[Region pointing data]

::::::::

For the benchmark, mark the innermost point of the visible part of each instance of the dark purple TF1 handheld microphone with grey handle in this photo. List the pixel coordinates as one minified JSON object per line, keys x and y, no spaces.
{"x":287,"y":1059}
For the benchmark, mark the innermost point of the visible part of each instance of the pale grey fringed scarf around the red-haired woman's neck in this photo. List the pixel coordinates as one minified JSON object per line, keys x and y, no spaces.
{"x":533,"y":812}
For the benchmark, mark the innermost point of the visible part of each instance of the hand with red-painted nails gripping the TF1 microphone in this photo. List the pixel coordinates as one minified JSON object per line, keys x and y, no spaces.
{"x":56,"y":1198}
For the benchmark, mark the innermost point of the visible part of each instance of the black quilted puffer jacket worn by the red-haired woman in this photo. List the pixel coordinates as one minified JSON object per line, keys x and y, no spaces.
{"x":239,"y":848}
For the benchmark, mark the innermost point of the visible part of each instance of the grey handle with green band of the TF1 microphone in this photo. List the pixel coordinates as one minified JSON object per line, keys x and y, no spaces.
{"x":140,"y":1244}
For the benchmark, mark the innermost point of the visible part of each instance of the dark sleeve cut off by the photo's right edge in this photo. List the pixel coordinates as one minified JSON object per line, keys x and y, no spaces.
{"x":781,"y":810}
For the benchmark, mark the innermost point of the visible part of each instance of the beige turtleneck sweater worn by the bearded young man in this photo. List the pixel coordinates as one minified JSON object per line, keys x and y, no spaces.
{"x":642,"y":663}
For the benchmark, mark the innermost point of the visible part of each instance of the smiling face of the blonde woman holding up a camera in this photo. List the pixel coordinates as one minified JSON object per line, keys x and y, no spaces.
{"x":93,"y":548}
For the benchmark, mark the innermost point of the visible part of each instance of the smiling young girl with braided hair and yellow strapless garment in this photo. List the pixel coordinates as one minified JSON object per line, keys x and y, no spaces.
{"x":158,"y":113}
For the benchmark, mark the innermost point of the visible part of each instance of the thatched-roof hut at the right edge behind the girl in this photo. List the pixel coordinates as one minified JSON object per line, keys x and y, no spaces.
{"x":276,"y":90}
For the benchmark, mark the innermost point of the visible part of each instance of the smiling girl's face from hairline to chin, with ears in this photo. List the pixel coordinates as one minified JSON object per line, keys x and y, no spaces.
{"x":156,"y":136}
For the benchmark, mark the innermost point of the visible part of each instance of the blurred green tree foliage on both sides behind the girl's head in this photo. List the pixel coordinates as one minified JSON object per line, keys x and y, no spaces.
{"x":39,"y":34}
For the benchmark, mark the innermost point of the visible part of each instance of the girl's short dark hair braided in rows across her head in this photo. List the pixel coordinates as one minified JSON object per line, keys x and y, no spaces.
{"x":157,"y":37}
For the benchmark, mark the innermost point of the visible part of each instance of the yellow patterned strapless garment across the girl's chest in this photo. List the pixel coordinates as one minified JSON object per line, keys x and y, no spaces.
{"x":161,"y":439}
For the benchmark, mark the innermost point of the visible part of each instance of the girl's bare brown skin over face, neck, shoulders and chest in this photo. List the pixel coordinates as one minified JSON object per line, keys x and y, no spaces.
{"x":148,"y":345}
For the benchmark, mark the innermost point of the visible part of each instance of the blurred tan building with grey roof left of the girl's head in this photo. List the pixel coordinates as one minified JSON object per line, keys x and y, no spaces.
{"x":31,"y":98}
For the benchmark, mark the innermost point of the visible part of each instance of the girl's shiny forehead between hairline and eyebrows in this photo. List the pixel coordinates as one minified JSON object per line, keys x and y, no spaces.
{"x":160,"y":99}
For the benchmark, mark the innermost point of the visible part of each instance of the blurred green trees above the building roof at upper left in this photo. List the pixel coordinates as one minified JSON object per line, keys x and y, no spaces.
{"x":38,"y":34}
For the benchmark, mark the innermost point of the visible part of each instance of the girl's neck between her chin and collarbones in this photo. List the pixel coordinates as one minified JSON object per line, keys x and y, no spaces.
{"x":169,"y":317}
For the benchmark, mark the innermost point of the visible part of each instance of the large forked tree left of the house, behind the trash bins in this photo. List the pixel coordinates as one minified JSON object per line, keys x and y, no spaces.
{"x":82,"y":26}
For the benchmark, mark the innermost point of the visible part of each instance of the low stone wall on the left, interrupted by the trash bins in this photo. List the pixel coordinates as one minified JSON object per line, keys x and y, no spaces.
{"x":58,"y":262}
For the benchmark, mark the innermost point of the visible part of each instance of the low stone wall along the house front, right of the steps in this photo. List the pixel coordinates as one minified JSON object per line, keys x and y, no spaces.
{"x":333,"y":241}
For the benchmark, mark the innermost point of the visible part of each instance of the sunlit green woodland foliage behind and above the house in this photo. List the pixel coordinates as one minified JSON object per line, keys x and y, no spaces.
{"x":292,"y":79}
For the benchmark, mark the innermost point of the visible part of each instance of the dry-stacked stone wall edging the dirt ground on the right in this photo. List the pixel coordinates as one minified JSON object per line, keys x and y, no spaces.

::::::::

The records above are to be output in full and without error.

**Output of the exercise**
For the benchmark, mark the innermost point of the visible part of each instance of the dark purple TF1 handheld microphone with grey handle in this photo. List the pixel coordinates as one minified JSON object per line, keys x and y, no spaces.
{"x":287,"y":1059}
For the benchmark, mark the innermost point of the visible part of each instance of the pale grey fringed scarf around the red-haired woman's neck in this photo. List the pixel coordinates as one minified JSON object per line, keys x and y, no spaces.
{"x":533,"y":812}
For the benchmark, mark the innermost point of the visible part of each instance of the hand with red-painted nails gripping the TF1 microphone in this photo. List the pixel coordinates as one minified JSON object per line, keys x and y, no spaces.
{"x":56,"y":1198}
For the benchmark, mark the innermost point of the visible part of each instance of the black quilted puffer jacket worn by the red-haired woman in this photo. List the pixel coordinates as one minified JSON object per line, keys x and y, no spaces.
{"x":239,"y":848}
For the benchmark, mark the innermost point of the visible part of each instance of the grey handle with green band of the TF1 microphone in this photo. List the pixel coordinates as one minified JSON object per line, keys x and y, no spaces.
{"x":140,"y":1244}
For the benchmark, mark the innermost point of the visible part of each instance of the dark sleeve cut off by the photo's right edge in this photo. List the pixel coordinates as one minified JSON object per line, keys x and y, no spaces.
{"x":781,"y":810}
For the benchmark, mark the innermost point of the visible part of each instance of the beige turtleneck sweater worn by the bearded young man in this photo. List the pixel coordinates as one minified JSON object per line, keys x and y, no spaces.
{"x":642,"y":663}
For the benchmark, mark the innermost point of the visible part of each instance of the smiling face of the blonde woman holding up a camera in this photo. List the pixel coordinates as one minified JSON object per line, keys x and y, no spaces.
{"x":93,"y":548}
For the benchmark, mark the innermost point of the visible part of each instance of the smiling young girl with braided hair and yellow strapless garment in this photo. List the pixel coordinates as one minified JSON object per line, keys x and y, no spaces.
{"x":158,"y":113}
For the benchmark, mark the innermost point of the visible part of each instance of the thatched-roof hut at the right edge behind the girl in this photo. List the pixel coordinates as one minified JSON object per line, keys x and y, no spaces.
{"x":276,"y":90}
For the benchmark, mark the innermost point of the visible part of each instance of the smiling girl's face from hairline to chin, with ears in this photo. List the pixel coordinates as one minified JSON object per line, keys x and y, no spaces.
{"x":156,"y":136}
For the benchmark, mark the innermost point of the visible part of each instance of the blurred green tree foliage on both sides behind the girl's head in this photo. List the pixel coordinates as one minified JSON object per line, keys x and y, no spaces.
{"x":39,"y":34}
For the benchmark, mark the innermost point of the visible part of each instance of the girl's short dark hair braided in rows across her head in this photo. List the pixel coordinates as one minified JSON object per line, keys x and y, no spaces.
{"x":157,"y":37}
For the benchmark, mark the innermost point of the visible part of each instance of the yellow patterned strapless garment across the girl's chest in this photo. List the pixel coordinates as one minified JSON object per line, keys x and y, no spaces.
{"x":161,"y":439}
For the benchmark, mark the innermost point of the visible part of each instance of the girl's bare brown skin over face, neck, shoulders and chest in this photo. List the pixel coordinates as one minified JSON object per line, keys x and y, no spaces.
{"x":148,"y":345}
For the benchmark, mark the innermost point of the visible part of each instance of the blurred tan building with grey roof left of the girl's head in this photo. List the pixel coordinates as one minified JSON object per line, keys x and y, no spaces.
{"x":31,"y":98}
For the benchmark, mark the innermost point of the visible part of each instance of the girl's shiny forehead between hairline and eyebrows in this photo. List the pixel coordinates as one minified JSON object per line, keys x and y, no spaces.
{"x":160,"y":99}
For the benchmark, mark the innermost point of the visible part of each instance of the blurred green trees above the building roof at upper left in this photo. List the pixel coordinates as one minified JSON object per line, keys x and y, no spaces.
{"x":38,"y":34}
For the benchmark, mark the innermost point of the visible part of each instance of the girl's neck between her chin and collarbones in this photo. List the pixel coordinates as one minified JSON object per line, keys x and y, no spaces.
{"x":169,"y":317}
For the benchmark, mark the innermost point of the visible part of each instance of the large forked tree left of the house, behind the trash bins in this photo. List the pixel coordinates as one minified JSON object per line, keys x and y, no spaces.
{"x":82,"y":26}
For the benchmark, mark the innermost point of the visible part of each instance of the low stone wall on the left, interrupted by the trash bins in this photo. List the pixel coordinates as one minified JSON object per line, keys x and y, no spaces.
{"x":58,"y":262}
For the benchmark, mark the innermost point of the visible part of each instance of the low stone wall along the house front, right of the steps in this photo. List the pixel coordinates as one minified JSON object per line, keys x and y, no spaces.
{"x":333,"y":241}
For the benchmark, mark the innermost point of the visible part of each instance of the sunlit green woodland foliage behind and above the house in this photo. List the pixel coordinates as one minified JSON object per line, keys x and y, no spaces.
{"x":292,"y":79}
For the benchmark, mark the innermost point of the visible part of each instance of the dry-stacked stone wall edging the dirt ground on the right in this photo. List the pixel coordinates as one minified JSON object per line, keys x and y, no spaces.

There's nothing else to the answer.